Records from a collection
>>>

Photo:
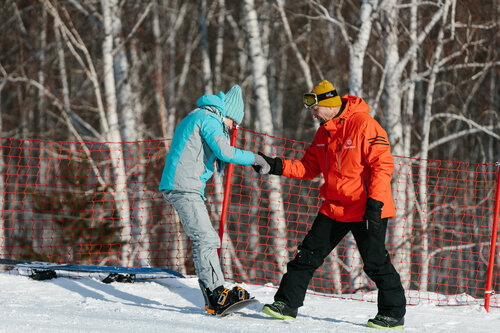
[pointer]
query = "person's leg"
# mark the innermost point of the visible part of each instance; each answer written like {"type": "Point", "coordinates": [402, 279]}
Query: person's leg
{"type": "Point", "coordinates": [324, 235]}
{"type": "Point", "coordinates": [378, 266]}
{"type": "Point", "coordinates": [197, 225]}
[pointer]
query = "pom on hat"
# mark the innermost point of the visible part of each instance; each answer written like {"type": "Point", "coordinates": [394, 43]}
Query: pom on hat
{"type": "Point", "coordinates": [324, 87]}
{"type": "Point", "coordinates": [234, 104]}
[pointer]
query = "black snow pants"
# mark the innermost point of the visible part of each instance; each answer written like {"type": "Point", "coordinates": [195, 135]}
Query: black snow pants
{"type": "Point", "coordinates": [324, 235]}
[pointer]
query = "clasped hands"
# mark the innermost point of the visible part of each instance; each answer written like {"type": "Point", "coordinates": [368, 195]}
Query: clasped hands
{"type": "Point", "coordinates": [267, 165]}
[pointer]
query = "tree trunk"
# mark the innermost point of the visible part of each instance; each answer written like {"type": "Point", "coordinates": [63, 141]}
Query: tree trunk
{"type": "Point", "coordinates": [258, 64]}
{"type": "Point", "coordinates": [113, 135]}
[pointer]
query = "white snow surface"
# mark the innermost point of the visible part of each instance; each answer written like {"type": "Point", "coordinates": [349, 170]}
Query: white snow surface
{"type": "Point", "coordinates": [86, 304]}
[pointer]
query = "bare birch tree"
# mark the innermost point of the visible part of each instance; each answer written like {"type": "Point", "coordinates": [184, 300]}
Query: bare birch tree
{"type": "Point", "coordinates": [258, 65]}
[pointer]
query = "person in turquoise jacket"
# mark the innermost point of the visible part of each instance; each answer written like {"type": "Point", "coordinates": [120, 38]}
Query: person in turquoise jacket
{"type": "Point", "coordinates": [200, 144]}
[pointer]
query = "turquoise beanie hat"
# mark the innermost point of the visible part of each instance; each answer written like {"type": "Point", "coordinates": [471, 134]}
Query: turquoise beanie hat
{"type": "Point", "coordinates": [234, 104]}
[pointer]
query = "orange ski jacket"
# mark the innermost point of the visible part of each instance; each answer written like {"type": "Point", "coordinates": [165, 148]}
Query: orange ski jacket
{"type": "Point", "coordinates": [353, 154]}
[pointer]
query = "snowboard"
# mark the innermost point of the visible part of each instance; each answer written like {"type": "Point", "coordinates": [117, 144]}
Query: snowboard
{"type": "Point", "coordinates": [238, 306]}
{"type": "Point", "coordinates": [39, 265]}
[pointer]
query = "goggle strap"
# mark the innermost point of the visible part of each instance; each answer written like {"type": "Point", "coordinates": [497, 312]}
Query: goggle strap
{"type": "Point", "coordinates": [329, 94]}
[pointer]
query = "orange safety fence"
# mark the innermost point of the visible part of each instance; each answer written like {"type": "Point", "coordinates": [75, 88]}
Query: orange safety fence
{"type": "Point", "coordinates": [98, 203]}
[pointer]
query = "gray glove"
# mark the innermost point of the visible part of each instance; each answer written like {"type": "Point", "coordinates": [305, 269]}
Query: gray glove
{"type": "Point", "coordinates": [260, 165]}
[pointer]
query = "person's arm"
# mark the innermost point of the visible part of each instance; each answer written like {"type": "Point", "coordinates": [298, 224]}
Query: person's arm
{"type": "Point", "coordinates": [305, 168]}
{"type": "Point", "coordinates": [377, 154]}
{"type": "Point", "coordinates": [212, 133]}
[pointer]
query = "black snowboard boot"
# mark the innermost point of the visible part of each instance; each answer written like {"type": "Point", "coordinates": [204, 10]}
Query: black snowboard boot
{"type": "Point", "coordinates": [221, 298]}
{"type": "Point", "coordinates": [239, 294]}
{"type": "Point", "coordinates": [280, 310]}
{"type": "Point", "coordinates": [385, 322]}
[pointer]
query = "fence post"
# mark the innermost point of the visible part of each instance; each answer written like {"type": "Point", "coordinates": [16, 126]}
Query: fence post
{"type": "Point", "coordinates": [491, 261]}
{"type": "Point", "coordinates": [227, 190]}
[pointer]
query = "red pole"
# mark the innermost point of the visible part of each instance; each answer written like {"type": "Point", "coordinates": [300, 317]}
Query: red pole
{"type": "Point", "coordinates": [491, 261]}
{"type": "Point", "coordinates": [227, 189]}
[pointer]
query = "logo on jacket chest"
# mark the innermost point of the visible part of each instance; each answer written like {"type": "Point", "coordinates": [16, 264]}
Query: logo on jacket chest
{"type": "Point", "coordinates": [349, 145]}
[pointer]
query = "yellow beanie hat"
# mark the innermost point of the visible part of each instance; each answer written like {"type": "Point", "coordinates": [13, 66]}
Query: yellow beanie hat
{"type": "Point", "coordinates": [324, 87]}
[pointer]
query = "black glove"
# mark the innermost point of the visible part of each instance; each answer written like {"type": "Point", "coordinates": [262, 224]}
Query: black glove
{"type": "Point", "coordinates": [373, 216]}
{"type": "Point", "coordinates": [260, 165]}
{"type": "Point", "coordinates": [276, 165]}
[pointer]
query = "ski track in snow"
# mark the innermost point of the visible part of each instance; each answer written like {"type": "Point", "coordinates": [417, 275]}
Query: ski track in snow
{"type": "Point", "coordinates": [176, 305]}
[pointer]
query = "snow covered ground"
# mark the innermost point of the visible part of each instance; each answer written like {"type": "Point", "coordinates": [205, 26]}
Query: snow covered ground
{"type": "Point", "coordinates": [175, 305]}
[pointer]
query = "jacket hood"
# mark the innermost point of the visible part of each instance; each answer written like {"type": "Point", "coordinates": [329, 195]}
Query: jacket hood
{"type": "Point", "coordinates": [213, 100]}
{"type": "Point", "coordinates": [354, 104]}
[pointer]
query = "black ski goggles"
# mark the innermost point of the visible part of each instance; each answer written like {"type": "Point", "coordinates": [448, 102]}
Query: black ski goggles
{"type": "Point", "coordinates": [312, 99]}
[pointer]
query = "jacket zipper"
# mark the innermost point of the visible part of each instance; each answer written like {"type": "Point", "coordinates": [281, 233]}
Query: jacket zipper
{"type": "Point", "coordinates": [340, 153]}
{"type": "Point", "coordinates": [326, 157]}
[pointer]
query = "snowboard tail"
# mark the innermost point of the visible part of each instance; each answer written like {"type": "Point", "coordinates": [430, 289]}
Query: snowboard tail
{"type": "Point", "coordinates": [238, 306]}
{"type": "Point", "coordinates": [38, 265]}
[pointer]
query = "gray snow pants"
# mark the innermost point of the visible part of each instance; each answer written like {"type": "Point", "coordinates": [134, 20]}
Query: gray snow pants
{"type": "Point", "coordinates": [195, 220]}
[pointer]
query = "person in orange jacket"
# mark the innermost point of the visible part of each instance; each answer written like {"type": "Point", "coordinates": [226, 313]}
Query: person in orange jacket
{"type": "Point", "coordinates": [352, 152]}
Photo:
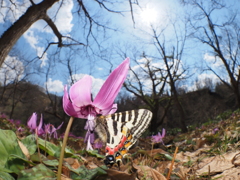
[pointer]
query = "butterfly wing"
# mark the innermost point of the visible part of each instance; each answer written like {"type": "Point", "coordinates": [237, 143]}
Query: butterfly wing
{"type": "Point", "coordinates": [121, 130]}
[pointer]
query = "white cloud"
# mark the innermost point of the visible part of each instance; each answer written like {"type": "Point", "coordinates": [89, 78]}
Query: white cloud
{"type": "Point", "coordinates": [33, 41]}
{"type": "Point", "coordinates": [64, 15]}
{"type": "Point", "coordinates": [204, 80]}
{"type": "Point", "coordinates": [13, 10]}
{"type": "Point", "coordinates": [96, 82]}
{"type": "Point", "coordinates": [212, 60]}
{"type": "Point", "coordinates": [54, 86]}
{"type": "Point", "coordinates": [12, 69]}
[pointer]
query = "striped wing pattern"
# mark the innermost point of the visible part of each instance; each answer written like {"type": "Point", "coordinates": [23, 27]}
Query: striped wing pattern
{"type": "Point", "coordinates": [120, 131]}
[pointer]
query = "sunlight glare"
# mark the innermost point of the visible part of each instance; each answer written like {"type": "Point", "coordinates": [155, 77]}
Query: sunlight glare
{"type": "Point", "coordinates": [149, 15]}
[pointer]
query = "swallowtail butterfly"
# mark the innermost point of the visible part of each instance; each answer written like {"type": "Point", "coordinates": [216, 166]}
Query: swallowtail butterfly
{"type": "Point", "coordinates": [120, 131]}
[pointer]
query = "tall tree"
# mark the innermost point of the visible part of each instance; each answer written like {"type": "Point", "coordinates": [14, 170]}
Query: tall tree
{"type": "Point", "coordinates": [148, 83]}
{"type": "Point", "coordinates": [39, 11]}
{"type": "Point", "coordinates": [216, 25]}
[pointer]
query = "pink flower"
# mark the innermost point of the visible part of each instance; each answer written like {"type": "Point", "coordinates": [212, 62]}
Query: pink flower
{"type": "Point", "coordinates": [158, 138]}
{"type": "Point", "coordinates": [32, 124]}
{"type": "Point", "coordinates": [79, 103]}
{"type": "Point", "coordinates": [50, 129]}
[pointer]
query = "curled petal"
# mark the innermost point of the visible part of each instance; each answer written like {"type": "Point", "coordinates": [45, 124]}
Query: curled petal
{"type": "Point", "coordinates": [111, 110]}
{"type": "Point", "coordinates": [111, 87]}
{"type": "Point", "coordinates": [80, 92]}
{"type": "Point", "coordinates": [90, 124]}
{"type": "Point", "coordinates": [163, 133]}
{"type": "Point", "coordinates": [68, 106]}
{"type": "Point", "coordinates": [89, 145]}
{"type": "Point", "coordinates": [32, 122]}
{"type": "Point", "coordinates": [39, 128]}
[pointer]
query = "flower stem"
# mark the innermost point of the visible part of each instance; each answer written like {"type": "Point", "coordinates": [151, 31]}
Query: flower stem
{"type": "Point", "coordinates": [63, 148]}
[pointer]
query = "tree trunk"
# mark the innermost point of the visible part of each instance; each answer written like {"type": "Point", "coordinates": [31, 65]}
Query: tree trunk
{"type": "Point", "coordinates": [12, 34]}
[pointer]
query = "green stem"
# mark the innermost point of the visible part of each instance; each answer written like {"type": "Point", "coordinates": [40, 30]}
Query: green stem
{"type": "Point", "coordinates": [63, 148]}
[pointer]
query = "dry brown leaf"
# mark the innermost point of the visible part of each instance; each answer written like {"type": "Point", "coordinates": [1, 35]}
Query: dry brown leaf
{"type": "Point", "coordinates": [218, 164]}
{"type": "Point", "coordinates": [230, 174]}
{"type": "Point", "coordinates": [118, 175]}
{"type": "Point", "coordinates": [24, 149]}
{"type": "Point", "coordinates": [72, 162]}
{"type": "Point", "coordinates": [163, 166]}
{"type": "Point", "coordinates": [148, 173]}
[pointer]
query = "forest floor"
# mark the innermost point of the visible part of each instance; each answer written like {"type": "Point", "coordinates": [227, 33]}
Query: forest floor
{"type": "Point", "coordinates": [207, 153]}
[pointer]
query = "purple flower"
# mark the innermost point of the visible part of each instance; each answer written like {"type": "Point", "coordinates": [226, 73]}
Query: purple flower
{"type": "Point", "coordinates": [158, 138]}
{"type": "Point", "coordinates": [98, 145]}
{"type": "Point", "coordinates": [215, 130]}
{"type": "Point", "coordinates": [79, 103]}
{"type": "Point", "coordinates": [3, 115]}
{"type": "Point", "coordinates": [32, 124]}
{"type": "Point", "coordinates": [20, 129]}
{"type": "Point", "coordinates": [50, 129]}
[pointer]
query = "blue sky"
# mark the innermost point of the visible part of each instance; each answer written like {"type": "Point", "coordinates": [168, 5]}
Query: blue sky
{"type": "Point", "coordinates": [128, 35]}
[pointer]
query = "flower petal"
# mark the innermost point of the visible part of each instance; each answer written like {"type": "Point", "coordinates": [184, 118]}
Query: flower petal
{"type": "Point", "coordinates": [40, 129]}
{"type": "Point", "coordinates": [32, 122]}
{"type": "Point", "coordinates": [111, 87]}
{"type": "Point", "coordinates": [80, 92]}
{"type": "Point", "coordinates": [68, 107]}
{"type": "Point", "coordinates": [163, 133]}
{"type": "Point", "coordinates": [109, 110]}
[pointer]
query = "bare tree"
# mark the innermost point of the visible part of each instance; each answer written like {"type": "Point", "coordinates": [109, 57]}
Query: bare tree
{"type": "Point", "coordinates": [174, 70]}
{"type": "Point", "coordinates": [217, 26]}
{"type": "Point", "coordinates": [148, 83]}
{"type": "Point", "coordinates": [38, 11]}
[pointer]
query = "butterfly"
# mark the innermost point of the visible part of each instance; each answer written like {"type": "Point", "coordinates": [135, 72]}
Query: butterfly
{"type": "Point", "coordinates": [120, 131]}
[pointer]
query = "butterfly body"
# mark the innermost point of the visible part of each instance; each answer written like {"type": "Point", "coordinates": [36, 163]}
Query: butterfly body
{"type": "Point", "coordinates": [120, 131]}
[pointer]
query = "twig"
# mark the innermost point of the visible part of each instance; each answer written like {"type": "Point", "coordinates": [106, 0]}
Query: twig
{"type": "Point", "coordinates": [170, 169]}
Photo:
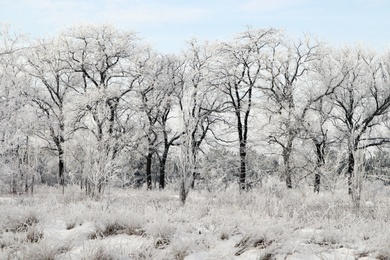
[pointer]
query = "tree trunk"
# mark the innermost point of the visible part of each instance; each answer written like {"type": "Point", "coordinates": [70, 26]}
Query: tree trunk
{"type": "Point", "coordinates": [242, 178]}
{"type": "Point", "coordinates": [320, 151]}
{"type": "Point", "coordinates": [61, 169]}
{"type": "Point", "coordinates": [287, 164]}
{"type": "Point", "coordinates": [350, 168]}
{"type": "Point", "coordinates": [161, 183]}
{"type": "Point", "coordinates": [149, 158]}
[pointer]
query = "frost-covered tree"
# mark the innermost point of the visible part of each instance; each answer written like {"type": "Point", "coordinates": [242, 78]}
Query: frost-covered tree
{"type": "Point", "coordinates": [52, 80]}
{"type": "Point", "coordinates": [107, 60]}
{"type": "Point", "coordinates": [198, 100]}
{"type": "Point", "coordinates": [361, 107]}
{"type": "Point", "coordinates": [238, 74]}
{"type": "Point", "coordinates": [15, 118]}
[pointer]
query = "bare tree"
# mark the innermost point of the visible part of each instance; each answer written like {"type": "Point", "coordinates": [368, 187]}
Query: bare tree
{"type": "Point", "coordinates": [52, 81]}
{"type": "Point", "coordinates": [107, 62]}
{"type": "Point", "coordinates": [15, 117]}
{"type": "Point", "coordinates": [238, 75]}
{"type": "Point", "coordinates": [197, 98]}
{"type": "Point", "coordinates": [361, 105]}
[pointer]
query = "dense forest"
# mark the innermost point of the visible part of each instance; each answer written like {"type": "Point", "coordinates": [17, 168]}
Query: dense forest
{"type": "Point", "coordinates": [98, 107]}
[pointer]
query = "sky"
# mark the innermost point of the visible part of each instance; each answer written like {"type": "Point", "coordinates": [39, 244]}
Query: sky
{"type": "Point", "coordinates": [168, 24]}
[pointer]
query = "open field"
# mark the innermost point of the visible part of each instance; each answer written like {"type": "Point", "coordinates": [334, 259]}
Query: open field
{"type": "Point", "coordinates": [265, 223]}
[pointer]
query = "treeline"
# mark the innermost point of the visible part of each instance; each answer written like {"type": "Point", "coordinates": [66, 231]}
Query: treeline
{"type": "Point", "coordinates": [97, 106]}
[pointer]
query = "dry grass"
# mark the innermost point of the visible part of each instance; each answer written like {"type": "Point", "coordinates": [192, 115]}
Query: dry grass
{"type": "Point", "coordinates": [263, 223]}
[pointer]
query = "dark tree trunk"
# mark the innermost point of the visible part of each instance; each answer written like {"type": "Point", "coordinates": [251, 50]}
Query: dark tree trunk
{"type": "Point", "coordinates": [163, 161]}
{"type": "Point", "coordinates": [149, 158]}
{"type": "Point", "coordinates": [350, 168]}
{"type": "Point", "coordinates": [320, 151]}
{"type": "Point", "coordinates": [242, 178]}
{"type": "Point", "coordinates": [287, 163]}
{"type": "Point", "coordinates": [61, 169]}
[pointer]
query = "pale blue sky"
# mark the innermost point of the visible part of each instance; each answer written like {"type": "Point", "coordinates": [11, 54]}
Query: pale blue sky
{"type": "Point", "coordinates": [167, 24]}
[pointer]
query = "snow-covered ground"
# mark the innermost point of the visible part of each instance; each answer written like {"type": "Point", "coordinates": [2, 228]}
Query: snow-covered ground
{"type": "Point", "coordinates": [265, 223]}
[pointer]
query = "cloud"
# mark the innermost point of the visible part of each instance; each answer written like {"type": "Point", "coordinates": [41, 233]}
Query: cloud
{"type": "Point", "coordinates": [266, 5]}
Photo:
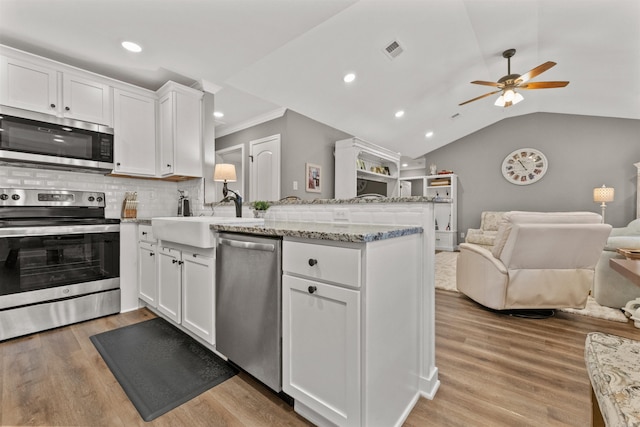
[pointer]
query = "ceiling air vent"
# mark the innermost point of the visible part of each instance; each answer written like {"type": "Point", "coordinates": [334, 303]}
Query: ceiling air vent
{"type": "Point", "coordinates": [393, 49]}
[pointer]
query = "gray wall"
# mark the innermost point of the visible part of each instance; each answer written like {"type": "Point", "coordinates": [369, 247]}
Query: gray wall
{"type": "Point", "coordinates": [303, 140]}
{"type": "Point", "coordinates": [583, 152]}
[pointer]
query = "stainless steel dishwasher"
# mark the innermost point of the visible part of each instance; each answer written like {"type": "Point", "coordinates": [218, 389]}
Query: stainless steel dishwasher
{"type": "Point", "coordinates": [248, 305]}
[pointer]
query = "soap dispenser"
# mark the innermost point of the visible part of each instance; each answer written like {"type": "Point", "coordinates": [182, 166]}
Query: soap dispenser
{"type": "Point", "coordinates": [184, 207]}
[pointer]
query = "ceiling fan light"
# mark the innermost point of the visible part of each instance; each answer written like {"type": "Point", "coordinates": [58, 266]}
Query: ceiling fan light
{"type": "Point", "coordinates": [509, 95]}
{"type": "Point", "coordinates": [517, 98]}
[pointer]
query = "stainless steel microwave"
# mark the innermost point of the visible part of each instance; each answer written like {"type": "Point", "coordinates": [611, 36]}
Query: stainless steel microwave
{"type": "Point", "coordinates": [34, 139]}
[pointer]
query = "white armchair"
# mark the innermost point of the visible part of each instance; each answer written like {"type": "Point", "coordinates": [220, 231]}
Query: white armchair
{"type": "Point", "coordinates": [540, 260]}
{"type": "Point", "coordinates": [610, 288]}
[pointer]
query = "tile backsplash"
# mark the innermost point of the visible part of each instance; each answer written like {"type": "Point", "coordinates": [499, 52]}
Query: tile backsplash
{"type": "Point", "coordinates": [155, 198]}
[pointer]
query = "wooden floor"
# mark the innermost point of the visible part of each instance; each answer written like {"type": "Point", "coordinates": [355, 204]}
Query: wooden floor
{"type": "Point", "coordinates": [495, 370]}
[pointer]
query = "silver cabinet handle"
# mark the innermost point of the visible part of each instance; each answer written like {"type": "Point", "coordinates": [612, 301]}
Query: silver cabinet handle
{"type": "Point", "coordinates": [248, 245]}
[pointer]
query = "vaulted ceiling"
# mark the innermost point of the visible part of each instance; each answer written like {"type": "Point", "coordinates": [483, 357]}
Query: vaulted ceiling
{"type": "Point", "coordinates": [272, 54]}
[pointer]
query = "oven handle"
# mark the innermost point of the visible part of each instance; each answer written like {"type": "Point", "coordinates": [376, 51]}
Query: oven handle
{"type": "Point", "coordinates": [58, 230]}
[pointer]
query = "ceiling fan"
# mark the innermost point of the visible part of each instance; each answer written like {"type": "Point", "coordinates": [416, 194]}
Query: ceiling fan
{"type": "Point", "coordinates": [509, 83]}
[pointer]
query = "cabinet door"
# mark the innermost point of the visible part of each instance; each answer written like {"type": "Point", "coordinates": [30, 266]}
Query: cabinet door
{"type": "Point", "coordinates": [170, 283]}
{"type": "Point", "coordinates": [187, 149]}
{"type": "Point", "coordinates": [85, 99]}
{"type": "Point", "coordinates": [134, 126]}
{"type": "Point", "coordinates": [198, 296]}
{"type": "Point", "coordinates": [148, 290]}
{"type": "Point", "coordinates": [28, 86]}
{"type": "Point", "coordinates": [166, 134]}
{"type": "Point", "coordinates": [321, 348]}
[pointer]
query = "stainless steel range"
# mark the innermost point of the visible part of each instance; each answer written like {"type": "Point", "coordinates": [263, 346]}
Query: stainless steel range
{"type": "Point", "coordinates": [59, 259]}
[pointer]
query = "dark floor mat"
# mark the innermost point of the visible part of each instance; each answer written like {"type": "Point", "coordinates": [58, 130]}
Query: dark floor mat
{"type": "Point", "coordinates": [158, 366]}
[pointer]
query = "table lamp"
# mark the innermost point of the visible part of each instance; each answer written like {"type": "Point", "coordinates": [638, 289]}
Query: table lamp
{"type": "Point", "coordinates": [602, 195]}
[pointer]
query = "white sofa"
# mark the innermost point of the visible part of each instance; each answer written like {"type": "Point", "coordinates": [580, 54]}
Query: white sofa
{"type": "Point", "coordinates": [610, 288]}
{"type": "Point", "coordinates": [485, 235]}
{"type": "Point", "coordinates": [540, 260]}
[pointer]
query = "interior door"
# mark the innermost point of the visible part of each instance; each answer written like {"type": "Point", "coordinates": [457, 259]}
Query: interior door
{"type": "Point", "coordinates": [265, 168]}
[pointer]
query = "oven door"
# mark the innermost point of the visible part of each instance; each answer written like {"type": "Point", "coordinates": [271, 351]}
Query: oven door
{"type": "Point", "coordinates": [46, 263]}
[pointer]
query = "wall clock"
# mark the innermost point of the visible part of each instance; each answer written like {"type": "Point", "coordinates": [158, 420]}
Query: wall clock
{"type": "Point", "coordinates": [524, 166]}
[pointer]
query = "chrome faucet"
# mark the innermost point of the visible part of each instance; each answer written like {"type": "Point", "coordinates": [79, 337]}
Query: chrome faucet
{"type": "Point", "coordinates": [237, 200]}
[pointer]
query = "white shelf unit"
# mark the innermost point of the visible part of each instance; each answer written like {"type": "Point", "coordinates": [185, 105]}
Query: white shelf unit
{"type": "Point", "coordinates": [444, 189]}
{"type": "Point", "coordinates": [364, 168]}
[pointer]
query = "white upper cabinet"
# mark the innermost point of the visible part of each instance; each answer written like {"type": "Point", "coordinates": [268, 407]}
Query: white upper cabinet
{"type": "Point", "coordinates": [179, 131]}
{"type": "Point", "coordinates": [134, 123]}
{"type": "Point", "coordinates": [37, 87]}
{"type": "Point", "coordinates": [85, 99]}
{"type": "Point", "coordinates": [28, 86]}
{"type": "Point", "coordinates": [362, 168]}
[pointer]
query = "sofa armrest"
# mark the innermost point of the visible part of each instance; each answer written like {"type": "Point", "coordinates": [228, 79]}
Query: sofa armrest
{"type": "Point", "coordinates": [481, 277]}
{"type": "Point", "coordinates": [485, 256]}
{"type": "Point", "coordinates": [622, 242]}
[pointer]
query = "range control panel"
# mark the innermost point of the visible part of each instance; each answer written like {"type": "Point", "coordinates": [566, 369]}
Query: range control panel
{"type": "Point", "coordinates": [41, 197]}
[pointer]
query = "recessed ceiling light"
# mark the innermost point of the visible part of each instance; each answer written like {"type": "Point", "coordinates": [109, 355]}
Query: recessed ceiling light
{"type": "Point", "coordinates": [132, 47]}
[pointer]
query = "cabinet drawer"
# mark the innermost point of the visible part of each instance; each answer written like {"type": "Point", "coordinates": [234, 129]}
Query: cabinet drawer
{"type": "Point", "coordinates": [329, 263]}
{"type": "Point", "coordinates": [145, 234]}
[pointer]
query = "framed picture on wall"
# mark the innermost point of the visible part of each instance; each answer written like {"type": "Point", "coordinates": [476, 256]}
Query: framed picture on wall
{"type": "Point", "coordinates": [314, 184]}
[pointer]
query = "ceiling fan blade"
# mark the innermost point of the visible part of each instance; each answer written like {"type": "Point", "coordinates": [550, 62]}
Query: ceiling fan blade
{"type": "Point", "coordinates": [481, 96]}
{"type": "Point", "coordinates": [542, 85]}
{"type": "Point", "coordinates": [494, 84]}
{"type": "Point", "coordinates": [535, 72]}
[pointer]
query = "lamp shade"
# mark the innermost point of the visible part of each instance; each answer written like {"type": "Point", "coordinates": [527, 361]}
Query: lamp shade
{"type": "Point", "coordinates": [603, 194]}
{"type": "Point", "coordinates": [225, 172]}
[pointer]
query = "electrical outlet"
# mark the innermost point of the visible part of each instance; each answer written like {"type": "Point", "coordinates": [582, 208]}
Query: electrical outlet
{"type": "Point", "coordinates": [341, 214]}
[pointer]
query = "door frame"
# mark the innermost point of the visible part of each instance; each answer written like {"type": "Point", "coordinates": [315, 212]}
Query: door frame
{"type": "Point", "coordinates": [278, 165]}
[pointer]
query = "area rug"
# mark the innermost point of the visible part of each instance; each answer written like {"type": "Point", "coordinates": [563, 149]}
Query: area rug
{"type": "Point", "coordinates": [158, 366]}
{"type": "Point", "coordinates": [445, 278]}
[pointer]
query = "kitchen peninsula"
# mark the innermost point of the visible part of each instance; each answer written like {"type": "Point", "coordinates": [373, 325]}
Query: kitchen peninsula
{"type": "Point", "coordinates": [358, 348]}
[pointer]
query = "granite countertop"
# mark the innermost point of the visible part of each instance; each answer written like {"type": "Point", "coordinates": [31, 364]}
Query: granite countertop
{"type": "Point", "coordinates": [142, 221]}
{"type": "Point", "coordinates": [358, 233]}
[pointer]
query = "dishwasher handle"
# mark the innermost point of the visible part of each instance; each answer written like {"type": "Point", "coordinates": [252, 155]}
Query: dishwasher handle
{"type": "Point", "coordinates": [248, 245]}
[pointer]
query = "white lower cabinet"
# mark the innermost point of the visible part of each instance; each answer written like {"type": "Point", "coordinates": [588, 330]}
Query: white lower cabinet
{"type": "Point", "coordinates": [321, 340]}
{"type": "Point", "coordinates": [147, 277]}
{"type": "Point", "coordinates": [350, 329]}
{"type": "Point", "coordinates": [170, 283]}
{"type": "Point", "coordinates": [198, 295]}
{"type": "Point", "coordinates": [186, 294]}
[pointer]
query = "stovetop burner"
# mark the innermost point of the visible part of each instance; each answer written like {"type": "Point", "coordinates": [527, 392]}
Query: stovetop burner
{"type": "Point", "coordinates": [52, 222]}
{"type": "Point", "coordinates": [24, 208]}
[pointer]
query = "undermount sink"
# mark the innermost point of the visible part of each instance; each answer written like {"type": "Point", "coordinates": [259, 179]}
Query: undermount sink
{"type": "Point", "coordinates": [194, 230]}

<<<

What is expected - Extract each line of the listing above that contains the string "backsplash". Letter case counts.

Result of the task -
query = "tile backsplash"
Query: tile backsplash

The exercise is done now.